(Dataset entries)
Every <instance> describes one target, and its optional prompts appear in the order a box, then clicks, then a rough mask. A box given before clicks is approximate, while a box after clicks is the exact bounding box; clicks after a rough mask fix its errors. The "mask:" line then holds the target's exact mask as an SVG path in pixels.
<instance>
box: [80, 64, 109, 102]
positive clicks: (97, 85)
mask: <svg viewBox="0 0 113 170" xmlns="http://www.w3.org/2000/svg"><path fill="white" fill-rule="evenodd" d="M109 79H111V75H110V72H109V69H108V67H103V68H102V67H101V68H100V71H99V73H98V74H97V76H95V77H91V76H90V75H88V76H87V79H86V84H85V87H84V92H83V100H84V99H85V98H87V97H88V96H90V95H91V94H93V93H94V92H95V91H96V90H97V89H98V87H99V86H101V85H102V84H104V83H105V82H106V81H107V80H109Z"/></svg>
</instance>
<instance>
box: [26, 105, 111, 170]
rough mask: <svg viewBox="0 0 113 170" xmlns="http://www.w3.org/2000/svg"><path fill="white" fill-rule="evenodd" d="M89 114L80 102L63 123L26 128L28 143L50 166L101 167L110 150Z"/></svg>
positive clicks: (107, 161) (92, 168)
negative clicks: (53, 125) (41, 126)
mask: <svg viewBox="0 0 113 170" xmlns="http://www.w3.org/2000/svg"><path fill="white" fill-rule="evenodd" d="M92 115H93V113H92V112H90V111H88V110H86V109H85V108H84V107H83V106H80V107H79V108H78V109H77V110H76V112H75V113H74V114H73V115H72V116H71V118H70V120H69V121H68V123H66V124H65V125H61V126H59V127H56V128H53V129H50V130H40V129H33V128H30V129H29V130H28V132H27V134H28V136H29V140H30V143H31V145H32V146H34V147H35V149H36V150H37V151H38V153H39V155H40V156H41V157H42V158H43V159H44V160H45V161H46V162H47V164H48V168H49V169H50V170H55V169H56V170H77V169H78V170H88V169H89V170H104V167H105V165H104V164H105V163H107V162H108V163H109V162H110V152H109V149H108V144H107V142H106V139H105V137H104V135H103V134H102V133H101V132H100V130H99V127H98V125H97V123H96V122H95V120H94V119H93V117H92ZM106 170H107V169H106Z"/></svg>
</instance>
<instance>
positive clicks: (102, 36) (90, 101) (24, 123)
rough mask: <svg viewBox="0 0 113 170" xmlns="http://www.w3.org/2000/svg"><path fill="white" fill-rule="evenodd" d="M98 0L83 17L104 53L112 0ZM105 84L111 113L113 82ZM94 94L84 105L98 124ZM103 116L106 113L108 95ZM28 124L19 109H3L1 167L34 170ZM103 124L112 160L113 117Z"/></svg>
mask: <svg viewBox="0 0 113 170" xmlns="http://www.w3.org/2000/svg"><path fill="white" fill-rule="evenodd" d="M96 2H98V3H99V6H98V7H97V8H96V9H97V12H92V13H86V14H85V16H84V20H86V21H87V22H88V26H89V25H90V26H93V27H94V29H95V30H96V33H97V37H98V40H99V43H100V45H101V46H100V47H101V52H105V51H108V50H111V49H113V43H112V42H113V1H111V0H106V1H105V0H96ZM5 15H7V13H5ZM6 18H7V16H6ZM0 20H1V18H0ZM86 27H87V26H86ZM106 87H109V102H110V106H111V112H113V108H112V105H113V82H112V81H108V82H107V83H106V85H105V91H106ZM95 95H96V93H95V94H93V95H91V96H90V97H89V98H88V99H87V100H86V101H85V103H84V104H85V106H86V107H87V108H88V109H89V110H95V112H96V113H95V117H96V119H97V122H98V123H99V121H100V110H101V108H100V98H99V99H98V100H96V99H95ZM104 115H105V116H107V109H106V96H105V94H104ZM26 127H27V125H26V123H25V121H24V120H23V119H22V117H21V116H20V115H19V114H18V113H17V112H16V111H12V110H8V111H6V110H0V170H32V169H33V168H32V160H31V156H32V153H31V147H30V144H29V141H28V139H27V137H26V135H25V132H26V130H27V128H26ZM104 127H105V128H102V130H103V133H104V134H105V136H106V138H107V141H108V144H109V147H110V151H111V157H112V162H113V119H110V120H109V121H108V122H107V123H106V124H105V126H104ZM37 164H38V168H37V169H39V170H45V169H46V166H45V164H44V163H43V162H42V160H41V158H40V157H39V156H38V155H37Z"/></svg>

### The problem
Each line from the first line of the entries up to and including the line containing "box: [26, 105, 111, 170]" should be transcribed exactly, with all other lines left out.

### Response
Every <instance> describes one target, and its optional prompts appear in the order a box, then clicks, then a rough mask. A box given before clicks is approximate, while a box after clicks is the exact bounding box; clicks after a rough mask fix its errors. The "mask:" line then holds the target's exact mask as an SVG path in pixels.
<instance>
box: [80, 64, 109, 102]
positive clicks: (97, 85)
mask: <svg viewBox="0 0 113 170" xmlns="http://www.w3.org/2000/svg"><path fill="white" fill-rule="evenodd" d="M109 79H111V75H110V72H109V69H108V67H103V68H102V67H101V68H100V71H99V73H98V74H97V76H95V77H91V76H90V75H88V76H87V79H86V84H85V87H84V92H83V100H84V99H85V98H87V97H88V96H90V95H91V94H93V93H94V92H95V91H96V90H97V89H98V87H99V86H101V85H102V84H104V83H105V82H106V81H107V80H109Z"/></svg>
</instance>
<instance>
box: [26, 105, 111, 170]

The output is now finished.